= What is asked =
Scan the records for the line containing "[pin] white yard line -- one per line"; extract it and all later lines, verbatim, through the end, and nothing before it.

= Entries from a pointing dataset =
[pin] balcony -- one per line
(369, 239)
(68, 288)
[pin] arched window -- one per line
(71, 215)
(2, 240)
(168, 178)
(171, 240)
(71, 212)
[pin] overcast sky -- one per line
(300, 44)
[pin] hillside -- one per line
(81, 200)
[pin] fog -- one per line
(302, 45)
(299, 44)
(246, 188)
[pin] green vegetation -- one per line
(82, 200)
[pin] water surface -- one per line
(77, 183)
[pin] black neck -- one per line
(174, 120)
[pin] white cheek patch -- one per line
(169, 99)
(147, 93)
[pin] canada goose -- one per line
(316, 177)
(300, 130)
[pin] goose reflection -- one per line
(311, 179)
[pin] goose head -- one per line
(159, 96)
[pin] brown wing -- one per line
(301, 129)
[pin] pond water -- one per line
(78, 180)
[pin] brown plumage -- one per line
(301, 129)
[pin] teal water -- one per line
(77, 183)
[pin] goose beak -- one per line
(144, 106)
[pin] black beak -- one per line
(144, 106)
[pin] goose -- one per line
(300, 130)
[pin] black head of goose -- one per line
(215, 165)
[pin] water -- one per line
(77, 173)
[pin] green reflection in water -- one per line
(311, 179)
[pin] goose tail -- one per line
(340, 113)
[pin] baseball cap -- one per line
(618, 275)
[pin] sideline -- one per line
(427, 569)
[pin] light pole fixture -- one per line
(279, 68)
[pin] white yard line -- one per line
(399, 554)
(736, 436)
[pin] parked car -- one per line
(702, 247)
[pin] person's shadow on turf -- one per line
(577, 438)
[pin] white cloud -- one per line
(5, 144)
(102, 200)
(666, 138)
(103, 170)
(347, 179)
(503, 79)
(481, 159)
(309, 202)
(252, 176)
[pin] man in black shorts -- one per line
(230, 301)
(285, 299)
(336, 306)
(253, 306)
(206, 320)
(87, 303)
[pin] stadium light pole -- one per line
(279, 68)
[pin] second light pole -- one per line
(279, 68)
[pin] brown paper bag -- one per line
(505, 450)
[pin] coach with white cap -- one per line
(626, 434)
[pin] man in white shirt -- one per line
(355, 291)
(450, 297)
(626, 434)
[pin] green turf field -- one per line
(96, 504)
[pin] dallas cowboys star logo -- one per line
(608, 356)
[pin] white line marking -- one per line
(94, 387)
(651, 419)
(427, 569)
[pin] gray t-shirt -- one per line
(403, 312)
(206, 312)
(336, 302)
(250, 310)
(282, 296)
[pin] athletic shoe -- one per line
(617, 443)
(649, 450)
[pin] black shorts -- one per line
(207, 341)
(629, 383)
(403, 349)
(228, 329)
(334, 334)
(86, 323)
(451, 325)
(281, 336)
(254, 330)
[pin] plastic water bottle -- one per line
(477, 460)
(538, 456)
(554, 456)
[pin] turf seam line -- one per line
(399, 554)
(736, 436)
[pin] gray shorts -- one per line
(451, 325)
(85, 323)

= Exercise solution =
[pin] white yard line -- one per line
(399, 554)
(736, 436)
[pin] parked car -- one per line
(702, 247)
[pin] person's shadow on turf -- one per line
(577, 438)
[pin] white cloud -- one per line
(5, 144)
(102, 200)
(666, 138)
(103, 170)
(347, 179)
(503, 79)
(481, 159)
(309, 202)
(252, 176)
[pin] man in black shorts -- one per line
(230, 301)
(285, 299)
(336, 306)
(253, 306)
(206, 320)
(87, 303)
[pin] stadium light pole -- one per line
(279, 68)
[pin] second light pole -- one per line
(279, 68)
[pin] brown paper bag -- one per line
(505, 450)
[pin] coach with white cap -- one per line
(626, 434)
[pin] man in white shirt -- one per line
(355, 291)
(450, 297)
(626, 434)
[pin] green turf field -- one per line
(96, 504)
[pin] dallas cowboys star logo -- one per line
(608, 356)
[pin] white line marking -- one per line
(94, 387)
(651, 419)
(427, 569)
[pin] gray t-shirt -- one per line
(403, 312)
(206, 312)
(336, 302)
(250, 310)
(282, 296)
[pin] athletic shoe -- one per line
(617, 443)
(649, 450)
[pin] black shorts -- one per line
(207, 341)
(629, 383)
(403, 349)
(228, 329)
(334, 334)
(86, 323)
(451, 325)
(281, 336)
(254, 330)
[pin] plastic water bottle -- one per line
(477, 460)
(538, 456)
(554, 456)
[pin] turf seam line -- one per line
(399, 554)
(736, 436)
[pin] gray shorts -- one per line
(451, 325)
(85, 323)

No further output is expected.